Page extract:
▬▬▬▬▬▬▬▬▬▬
Partner grants to Xxxxxxxxxx.xxx the exclusive right to offer insurance
products and services on the Partner's Web site for the Term of this
Agreement.
6. PRESS RELEASES/EMAILS.
Both parties are expected and have permission to issue press releases and
other promotional material that mention the other party's company and
history. Such press releases must be approved in writing by both parties as
to their content, accuracy, and timing prior to the release to any third
party. Partner intends to send an e-mail to its entire customer base
describing and endorsing the Xxxxxxxxxx.xxx service and the
Xxxxxxxxxx.xxx/Xxxxxxx alliance.
7. CONFIDENTIAL INFORMATION.
During the term of this Agreement and thereafter, any and all confidential
information, oral and written, shall be guarded and kept as such by both
parties at all times. Neither party will use or disclose, or authorize
anyone else to use or disclose, any confidential information relating to
any aspect of the business of the other party without the prior written
consent of that party.
▬▬▬▬▬▬▬▬▬▬
Given request: Condense the paragraph of the agreement excerpt above that begins "Both parties are expected" into a brief bulleted list that keeps its main facts.

Pointing dataset extracts
▬▬▬▬▬▬▬▬▬▬
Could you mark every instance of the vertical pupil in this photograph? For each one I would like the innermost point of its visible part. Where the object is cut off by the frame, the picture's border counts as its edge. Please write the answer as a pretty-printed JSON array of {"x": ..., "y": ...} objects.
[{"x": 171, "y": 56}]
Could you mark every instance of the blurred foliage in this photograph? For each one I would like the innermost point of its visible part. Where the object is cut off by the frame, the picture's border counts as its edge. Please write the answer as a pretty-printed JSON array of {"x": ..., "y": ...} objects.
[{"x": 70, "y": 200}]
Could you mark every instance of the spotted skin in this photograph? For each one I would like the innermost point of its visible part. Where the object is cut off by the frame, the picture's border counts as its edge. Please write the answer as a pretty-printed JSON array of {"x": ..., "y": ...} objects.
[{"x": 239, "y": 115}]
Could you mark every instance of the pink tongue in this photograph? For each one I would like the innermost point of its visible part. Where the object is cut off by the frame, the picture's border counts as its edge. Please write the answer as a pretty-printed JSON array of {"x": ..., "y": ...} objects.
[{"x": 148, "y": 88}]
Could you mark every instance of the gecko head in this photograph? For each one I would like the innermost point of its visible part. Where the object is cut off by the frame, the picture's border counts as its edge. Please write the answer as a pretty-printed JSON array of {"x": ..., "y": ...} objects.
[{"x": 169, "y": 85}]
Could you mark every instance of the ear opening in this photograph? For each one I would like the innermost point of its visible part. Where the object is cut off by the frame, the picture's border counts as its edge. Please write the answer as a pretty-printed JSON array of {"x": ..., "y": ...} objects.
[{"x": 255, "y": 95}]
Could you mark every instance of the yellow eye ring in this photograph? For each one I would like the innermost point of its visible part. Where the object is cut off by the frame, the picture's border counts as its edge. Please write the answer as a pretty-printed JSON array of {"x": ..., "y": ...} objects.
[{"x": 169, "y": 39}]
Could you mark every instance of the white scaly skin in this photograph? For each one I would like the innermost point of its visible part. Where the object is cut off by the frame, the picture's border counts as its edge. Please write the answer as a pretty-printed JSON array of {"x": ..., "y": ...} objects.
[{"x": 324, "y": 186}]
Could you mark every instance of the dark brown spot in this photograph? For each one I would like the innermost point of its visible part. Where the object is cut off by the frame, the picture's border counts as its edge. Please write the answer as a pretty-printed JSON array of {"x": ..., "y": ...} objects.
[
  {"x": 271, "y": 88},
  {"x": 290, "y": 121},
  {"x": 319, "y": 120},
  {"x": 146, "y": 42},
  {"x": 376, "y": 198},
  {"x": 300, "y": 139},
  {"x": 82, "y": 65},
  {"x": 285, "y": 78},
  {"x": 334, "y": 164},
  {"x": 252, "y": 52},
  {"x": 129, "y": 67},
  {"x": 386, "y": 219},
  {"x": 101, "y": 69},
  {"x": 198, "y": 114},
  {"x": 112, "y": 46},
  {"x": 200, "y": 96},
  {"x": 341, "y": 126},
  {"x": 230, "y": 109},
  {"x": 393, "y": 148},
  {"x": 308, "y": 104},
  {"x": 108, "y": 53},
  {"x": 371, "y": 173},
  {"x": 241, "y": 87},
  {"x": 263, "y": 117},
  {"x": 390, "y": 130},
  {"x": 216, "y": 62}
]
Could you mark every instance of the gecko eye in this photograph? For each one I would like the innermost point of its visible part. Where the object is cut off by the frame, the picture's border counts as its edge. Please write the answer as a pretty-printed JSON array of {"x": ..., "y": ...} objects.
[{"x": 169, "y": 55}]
▬▬▬▬▬▬▬▬▬▬
Completed task:
- Both parties may issue press releases and other promotional material mentioning the other party's company and history.
- Before any release to a third party, both parties must approve such press releases in writing as to content, accuracy, and timing.
- Partner intends to e-mail its entire customer base describing and endorsing the Xxxxxxxxxx.xxx service and the Xxxxxxxxxx.xxx/Xxxxxxx alliance.